**What you will do**
Retype the lines of data below character for character, keeping every line break unchanged.

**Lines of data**
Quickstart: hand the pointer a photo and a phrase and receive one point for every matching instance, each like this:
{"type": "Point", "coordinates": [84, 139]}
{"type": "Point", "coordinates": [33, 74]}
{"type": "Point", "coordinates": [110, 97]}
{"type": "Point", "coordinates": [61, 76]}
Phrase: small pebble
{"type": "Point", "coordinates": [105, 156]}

**Response to the task**
Quickstart: hand the pointer a photo and a phrase and receive one point for every matching instance, each like this:
{"type": "Point", "coordinates": [84, 139]}
{"type": "Point", "coordinates": [33, 74]}
{"type": "Point", "coordinates": [110, 97]}
{"type": "Point", "coordinates": [61, 76]}
Phrase: small pebble
{"type": "Point", "coordinates": [105, 156]}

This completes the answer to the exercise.